+++ DOCUMENT TEXT +++
FERRARI’S DIVINE DELIVERANCE: Remembering an emotional Monza 1-2 for the Scuderia
The death of Enzo Ferrari brought an end to an extraordinary era, and could scarcely have come at a worse moment for his great team. But then an extraordinary sequence of events saw the Gods smile at Monza - and I was there to see it all unravel…
Enzo Ferrari - Il Commendatore, Il Drake - always seemed such an indestructible figure. With his flowing white hair and the inscrutability and air of mystery he deliberately cultivated with his trademark dark-lensed spectacles, he sat astride his empire, an imposing and intimidating autocrat. He never went to races, but would appear every so often on a practice day at Monza, to check up on what his lieutenants were doing.
When the end came on Sunday, August 14th, 1988, the founding father of Italy’s greatest racing team - many said the world’s - was a grand 90, and his passing represented an historic milestone and left a void that would never be filled.
It also added more pain to what had been a hugely trying season. Gerhard Berger had won the last two races of 1987 in the revised F187, but in the last season of the 1.5-litre turbo formula, when significant rule changes limited both horsepower and fuel allowance, Ferrari lost ground again. From 4-bar boost and 195 litres of fuel, the turbocharged cars were now limited to 2.5 bar and 150 litres.
+++
DIRECTION A ▸ According to the Enzo Ferrari article, on what date did Enzo Ferrari die?
DIRECTION B ▸ Do these statements agree with the Enzo Ferrari article? (i) Enzo Ferrari regularly attended races. (ii) Gerhard Berger won the last two races of 1987. (iii) For 1988, the turbocharged cars' fuel allowance was cut to 150 litres.
+++ MATERIAL PROVIDED +++
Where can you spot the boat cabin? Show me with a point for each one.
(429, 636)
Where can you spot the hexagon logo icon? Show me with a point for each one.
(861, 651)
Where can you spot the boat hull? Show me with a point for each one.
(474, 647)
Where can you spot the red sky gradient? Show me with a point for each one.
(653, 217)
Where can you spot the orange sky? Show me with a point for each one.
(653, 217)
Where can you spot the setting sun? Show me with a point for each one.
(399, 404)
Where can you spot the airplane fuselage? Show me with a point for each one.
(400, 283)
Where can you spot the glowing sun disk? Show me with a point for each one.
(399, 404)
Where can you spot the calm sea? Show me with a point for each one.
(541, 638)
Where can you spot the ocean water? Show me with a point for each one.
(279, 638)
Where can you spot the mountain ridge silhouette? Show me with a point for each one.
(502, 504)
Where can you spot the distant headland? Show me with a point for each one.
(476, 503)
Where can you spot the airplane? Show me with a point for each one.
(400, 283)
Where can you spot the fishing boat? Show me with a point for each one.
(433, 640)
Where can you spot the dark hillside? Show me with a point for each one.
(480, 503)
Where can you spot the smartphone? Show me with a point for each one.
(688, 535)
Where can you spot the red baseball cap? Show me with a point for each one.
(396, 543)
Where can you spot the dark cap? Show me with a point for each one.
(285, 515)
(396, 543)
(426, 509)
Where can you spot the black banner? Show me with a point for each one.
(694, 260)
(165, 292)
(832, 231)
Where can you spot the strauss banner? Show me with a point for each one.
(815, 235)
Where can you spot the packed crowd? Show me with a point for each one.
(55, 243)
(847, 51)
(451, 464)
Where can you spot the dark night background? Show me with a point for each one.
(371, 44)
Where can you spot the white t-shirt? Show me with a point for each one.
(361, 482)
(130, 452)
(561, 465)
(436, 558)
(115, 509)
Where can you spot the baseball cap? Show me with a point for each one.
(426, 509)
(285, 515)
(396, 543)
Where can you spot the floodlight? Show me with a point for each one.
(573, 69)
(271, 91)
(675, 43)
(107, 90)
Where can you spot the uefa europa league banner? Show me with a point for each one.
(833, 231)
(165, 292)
+++
WRITTEN SOLUTION A ▸ Sunday, August 14th, 1988.

WRITTEN SOLUTION B ▸
(i) No: "He never went to races"
(ii) Yes: "Gerhard Berger had won the last two races of 1987 in the revised F187"
(iii) Yes: "the turbocharged cars were now limited to 2.5 bar and 150 litres"